* **Data for this task**
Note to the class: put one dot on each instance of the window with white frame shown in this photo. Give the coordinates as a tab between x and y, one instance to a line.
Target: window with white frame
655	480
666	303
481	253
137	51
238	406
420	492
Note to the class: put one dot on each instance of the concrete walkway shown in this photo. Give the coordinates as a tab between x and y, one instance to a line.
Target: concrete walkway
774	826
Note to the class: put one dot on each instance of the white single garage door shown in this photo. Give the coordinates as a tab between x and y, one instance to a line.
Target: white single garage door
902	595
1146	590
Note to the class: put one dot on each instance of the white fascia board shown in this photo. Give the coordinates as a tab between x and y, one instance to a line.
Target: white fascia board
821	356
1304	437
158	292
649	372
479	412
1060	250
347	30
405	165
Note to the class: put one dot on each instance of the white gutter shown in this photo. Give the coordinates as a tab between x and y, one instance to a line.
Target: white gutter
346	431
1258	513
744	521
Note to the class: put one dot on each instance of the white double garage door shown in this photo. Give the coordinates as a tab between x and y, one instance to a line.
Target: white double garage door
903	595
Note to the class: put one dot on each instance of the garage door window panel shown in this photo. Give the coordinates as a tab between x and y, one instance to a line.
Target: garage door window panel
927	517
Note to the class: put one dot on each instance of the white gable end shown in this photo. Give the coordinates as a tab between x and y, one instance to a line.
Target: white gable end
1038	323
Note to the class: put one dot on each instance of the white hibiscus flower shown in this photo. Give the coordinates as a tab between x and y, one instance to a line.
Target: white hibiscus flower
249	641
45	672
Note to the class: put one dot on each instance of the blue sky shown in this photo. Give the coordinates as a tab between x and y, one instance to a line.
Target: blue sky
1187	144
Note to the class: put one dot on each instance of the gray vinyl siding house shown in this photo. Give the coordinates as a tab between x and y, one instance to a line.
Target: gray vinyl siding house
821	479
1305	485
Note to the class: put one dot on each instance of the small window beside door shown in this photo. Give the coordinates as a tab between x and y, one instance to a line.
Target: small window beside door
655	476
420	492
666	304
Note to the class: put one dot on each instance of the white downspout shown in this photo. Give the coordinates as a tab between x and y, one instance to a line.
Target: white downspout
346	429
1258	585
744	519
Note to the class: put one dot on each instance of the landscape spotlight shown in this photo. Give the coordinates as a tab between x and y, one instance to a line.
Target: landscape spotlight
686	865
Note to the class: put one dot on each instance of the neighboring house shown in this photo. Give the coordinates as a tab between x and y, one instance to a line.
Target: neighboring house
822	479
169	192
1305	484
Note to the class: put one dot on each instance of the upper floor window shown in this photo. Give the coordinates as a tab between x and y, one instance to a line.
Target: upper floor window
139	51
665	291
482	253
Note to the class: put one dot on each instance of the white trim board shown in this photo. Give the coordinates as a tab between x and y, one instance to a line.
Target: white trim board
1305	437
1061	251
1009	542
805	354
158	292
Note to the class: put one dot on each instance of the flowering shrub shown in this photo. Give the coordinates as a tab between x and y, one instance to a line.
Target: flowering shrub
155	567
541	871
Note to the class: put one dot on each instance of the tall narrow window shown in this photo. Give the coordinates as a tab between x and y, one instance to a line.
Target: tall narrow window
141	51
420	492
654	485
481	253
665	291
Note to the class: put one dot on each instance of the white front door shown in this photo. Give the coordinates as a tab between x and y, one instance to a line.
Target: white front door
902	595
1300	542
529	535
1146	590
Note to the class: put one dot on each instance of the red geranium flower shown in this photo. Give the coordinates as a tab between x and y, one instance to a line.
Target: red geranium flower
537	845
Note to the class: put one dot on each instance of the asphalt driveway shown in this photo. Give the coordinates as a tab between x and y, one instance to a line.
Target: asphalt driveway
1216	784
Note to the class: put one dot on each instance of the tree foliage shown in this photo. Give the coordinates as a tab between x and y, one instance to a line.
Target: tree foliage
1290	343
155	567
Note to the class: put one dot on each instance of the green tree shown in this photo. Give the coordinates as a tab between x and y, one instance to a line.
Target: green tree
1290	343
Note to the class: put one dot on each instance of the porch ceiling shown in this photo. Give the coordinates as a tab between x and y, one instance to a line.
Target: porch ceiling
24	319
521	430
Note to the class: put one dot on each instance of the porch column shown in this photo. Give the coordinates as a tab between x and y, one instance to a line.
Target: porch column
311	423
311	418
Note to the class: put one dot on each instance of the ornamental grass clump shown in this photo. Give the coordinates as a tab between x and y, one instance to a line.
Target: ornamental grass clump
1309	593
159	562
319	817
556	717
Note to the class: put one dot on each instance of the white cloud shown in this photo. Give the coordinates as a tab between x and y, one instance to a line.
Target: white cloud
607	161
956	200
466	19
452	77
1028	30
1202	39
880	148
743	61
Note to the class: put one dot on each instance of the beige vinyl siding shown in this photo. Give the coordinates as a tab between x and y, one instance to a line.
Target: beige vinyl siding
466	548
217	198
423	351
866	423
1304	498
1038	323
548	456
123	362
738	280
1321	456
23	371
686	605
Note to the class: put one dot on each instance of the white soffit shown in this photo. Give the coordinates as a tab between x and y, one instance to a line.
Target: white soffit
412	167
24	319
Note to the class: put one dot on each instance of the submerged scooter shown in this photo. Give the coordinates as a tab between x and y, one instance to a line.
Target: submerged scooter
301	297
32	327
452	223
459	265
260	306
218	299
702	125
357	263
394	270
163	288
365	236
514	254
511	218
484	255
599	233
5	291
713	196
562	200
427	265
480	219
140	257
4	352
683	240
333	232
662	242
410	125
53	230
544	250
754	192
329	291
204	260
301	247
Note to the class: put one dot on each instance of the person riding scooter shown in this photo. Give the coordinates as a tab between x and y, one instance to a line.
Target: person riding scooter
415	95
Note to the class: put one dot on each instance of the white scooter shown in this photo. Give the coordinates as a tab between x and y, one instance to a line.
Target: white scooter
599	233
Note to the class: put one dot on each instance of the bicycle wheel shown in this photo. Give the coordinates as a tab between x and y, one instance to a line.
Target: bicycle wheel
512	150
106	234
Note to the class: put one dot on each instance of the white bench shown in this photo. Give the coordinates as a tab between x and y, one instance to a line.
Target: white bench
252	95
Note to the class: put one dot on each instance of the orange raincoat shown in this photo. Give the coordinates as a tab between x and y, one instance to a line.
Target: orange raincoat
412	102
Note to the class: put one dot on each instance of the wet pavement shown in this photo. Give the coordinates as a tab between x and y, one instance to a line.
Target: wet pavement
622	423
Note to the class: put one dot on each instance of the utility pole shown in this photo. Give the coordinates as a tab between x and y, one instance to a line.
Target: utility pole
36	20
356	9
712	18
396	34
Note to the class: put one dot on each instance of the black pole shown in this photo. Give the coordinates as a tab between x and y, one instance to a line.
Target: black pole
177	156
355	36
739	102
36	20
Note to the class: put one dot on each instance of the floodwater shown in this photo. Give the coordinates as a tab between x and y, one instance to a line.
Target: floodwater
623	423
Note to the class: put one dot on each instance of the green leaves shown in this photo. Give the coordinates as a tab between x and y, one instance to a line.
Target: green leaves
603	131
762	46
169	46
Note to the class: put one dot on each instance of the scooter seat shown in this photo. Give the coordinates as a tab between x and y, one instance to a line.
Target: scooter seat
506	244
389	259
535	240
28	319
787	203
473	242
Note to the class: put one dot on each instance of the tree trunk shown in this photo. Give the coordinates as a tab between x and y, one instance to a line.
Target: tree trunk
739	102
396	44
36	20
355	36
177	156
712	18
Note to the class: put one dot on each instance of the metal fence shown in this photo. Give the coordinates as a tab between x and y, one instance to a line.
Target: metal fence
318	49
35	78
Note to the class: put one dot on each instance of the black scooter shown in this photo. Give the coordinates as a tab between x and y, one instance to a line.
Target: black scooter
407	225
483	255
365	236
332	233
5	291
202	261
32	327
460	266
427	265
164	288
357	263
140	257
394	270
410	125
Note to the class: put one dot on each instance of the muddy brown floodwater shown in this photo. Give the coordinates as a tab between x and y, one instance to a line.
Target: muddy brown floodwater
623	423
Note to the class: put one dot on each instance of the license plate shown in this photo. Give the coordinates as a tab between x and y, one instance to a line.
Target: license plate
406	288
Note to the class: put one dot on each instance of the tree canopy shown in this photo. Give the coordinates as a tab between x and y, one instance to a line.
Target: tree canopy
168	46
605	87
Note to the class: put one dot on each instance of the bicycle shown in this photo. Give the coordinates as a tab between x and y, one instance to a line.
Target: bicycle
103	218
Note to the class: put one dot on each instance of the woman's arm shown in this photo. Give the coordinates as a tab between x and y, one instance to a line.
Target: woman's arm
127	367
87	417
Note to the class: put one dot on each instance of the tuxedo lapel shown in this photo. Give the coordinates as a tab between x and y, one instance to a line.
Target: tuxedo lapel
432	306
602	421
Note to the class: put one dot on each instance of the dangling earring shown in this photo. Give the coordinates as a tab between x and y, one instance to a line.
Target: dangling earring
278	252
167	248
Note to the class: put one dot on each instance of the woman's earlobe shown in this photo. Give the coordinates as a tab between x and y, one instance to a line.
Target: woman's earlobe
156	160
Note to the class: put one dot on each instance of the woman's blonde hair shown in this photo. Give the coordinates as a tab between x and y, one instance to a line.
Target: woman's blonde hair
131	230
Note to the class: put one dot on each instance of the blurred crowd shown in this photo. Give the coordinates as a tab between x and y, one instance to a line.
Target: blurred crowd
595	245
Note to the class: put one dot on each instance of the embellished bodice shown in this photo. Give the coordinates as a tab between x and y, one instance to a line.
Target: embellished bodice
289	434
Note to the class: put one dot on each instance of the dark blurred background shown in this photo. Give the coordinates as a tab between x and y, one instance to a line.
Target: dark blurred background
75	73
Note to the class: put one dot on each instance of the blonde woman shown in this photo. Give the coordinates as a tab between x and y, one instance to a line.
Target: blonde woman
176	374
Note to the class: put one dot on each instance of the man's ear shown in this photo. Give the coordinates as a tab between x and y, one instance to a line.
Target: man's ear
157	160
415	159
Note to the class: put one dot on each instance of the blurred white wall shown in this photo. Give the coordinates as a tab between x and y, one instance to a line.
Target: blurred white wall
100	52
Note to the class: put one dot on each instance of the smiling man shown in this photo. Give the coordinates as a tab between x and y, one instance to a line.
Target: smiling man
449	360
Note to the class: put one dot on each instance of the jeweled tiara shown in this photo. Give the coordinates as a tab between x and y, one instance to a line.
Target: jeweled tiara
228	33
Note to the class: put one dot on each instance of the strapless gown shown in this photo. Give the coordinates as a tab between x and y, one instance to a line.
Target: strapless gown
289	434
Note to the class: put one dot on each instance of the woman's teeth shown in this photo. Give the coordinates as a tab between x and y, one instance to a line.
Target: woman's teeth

* **Work order**
Work out how many lines in the data hold the word "teeth"; reply with the number alone.

* **Written answer**
2